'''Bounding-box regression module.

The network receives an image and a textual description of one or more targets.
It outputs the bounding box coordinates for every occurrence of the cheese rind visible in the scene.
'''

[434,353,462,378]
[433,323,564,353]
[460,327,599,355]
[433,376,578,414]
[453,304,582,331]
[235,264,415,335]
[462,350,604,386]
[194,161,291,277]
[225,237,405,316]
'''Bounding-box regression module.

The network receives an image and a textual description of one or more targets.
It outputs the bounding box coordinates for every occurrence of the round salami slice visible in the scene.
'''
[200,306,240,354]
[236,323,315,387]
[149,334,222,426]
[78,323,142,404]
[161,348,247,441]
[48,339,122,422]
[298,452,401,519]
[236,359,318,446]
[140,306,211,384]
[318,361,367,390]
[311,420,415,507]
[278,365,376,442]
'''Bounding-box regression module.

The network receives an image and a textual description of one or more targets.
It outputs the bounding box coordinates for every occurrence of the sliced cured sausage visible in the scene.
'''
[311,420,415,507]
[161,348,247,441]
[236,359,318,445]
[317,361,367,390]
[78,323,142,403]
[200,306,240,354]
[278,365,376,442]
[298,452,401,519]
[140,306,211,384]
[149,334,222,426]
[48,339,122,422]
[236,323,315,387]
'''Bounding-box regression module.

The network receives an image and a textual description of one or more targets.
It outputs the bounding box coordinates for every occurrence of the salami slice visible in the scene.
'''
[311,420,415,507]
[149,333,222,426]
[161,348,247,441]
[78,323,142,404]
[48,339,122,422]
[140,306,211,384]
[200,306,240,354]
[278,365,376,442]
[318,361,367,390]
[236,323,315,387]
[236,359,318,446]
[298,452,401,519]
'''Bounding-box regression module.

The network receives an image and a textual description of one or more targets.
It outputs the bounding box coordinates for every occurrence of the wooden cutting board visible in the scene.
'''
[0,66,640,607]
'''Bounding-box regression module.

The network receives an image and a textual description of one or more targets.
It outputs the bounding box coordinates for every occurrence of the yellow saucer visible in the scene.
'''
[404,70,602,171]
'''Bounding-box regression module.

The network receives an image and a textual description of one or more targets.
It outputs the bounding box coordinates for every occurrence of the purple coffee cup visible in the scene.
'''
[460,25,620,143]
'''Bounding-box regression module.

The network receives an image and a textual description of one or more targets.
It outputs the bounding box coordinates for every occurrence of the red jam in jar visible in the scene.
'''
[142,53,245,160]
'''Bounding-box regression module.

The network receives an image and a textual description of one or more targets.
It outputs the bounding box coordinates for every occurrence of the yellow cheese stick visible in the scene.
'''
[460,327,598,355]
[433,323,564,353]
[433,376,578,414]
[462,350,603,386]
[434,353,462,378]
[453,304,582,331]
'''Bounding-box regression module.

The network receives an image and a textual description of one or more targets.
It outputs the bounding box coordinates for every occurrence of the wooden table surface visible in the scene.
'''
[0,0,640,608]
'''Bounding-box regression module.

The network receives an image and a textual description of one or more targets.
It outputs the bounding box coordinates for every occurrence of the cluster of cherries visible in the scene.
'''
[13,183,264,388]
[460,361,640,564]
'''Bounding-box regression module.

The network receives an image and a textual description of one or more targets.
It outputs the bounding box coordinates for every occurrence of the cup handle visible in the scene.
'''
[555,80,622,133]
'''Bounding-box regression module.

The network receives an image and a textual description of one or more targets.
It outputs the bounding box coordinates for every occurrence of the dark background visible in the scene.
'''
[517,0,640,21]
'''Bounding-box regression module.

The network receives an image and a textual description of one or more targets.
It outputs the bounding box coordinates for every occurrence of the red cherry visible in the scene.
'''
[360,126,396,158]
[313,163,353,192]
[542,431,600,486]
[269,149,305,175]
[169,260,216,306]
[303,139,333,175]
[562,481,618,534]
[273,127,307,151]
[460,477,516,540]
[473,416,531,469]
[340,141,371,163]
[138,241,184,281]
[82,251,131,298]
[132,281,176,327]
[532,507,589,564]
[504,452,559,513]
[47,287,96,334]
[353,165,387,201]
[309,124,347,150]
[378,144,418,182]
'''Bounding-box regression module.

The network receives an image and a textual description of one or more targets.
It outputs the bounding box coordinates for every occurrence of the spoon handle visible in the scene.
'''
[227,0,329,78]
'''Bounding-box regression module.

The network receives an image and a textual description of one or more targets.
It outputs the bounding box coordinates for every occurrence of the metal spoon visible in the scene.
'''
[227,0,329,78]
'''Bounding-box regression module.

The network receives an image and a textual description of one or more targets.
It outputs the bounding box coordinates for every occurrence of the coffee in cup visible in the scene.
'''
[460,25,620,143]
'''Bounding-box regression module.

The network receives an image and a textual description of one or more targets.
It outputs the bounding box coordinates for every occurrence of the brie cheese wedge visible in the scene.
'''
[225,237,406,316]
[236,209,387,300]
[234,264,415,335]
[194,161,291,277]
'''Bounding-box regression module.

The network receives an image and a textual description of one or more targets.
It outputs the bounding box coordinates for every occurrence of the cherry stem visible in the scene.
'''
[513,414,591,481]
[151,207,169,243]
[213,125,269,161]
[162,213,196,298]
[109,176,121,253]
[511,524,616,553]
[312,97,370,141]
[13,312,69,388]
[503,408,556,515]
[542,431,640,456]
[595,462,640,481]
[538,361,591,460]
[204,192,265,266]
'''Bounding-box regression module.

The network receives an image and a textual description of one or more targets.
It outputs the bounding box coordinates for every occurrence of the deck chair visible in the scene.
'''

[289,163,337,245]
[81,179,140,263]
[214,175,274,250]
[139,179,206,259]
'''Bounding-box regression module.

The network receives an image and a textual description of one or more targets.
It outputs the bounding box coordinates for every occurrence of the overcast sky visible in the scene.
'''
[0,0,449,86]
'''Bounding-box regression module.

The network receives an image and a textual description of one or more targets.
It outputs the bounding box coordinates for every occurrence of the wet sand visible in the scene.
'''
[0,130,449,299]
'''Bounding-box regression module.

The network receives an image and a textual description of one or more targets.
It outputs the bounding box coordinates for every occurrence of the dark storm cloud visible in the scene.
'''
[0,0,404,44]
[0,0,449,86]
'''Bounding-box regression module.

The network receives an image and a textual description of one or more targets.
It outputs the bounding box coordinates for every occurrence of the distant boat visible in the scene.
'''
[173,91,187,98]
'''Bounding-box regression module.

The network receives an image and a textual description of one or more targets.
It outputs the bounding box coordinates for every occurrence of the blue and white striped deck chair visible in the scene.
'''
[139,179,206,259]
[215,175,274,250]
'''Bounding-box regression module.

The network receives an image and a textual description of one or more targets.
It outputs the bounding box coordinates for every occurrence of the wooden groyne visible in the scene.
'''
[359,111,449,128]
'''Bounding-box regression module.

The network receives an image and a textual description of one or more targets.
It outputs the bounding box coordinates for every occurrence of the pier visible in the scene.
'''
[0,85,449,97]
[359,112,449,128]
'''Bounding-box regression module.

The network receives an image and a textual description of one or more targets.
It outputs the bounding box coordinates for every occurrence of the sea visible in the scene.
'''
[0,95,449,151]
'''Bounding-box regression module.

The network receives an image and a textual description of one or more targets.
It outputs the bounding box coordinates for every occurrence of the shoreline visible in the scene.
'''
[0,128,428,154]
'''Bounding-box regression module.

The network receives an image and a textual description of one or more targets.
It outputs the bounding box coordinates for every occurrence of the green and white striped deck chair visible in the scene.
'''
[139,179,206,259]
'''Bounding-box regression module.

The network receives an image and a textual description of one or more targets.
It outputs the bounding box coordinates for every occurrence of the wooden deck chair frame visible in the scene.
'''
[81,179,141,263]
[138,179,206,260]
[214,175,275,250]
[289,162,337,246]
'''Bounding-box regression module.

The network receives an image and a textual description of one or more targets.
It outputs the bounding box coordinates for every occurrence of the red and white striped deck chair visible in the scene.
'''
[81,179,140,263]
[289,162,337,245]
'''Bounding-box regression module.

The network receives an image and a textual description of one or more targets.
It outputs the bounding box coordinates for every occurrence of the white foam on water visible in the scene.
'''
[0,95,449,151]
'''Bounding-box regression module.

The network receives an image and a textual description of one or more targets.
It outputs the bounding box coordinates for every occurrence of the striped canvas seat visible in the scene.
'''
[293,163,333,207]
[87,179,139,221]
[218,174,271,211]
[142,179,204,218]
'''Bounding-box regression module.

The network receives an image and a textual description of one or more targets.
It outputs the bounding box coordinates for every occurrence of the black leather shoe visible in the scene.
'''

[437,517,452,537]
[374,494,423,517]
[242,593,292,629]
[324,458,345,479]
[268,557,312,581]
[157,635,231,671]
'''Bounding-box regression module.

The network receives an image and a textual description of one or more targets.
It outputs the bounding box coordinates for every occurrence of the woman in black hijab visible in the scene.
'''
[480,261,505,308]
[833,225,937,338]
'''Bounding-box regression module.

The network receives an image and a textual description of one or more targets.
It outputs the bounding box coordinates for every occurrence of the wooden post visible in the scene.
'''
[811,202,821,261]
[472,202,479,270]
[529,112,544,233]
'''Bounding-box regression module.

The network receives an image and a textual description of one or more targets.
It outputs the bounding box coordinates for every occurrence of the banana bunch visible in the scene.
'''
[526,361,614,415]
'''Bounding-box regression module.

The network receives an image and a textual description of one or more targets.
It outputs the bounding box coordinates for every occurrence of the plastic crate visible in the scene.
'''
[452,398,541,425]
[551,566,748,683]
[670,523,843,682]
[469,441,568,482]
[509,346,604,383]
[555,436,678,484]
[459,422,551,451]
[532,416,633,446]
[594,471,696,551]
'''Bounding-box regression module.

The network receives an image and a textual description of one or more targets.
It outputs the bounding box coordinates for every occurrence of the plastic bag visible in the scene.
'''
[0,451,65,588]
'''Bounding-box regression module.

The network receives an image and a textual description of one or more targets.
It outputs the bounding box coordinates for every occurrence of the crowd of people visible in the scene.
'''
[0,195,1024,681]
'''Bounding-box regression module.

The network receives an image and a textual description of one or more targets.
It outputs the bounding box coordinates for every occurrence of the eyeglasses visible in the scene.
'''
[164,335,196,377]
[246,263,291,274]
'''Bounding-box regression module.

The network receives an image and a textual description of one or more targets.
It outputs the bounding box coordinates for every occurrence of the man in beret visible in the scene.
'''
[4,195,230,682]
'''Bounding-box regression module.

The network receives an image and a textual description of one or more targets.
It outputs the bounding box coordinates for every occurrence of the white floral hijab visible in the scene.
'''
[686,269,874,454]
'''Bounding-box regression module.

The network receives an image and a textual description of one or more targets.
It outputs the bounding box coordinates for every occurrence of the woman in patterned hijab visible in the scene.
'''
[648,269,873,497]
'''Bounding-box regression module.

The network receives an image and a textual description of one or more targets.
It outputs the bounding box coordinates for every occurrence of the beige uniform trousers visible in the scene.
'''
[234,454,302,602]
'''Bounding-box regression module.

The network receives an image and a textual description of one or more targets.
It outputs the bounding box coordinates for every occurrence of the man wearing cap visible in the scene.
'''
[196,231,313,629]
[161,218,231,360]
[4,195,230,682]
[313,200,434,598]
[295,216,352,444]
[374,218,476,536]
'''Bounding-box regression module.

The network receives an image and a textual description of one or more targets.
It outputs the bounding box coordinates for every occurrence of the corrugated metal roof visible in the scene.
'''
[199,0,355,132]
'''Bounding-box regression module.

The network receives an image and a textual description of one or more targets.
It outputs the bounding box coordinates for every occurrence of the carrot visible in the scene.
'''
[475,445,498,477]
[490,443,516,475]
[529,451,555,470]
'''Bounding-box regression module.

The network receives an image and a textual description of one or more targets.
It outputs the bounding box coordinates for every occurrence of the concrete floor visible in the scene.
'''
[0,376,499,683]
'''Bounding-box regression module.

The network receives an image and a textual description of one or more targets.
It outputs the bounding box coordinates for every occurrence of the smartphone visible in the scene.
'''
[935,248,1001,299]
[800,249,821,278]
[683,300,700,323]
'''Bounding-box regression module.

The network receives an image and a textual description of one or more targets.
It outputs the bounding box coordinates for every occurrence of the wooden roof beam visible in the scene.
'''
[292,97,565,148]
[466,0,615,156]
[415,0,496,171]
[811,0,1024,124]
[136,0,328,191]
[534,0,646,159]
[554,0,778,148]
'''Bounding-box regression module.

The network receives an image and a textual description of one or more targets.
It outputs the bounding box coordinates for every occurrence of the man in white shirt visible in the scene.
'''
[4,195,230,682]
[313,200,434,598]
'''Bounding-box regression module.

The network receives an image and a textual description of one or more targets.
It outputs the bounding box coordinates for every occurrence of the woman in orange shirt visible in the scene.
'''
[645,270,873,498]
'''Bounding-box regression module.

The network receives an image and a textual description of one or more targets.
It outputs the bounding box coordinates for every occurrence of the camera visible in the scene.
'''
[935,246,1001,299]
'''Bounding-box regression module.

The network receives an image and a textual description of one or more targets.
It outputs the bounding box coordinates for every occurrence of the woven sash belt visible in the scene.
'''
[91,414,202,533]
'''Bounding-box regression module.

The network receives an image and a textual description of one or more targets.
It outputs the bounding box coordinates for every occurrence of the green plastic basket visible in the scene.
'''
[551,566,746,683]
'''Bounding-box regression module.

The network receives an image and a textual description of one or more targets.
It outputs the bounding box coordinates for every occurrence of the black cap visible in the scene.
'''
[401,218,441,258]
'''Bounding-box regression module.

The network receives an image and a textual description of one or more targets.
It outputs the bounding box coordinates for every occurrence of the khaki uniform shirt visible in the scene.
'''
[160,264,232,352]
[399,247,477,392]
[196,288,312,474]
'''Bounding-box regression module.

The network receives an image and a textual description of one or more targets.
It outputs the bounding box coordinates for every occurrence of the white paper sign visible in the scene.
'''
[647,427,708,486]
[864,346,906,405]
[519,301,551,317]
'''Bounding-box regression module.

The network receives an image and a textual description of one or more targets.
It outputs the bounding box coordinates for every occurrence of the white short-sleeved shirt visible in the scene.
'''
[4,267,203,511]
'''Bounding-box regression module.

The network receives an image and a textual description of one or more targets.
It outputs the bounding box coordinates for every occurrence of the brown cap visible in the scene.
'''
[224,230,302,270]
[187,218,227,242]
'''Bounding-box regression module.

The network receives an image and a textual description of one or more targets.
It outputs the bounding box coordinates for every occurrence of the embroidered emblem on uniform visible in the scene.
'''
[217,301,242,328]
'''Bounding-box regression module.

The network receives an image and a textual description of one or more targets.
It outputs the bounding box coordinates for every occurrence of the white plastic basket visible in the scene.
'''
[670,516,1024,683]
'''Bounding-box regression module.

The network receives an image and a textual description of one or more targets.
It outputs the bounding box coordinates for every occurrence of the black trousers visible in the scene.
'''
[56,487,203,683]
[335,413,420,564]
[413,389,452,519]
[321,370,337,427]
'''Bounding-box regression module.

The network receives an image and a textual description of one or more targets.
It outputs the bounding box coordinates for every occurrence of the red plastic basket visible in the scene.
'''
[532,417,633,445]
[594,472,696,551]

▬▬▬▬▬▬▬▬▬▬

* Problem statement
Convert the lines from the first one through the one containing "[225,237,405,316]" into a Markdown table with the columns Index and Entry. Number each row and leave out the blank lines.

* Result for this task
| Index | Entry |
|---|---|
| 1 | '''Bounding-box regression module. |
| 2 | The network receives an image and a textual description of one or more targets. |
| 3 | It outputs the bounding box coordinates for every occurrence of the cheese rind visible in the scene. |
| 4 | ''' |
| 5 | [434,353,462,378] |
| 6 | [433,323,564,353] |
| 7 | [460,327,599,355] |
| 8 | [433,376,578,414] |
| 9 | [453,304,582,331] |
| 10 | [235,264,415,335] |
| 11 | [462,350,604,386] |
| 12 | [194,161,291,277] |
| 13 | [225,237,405,316] |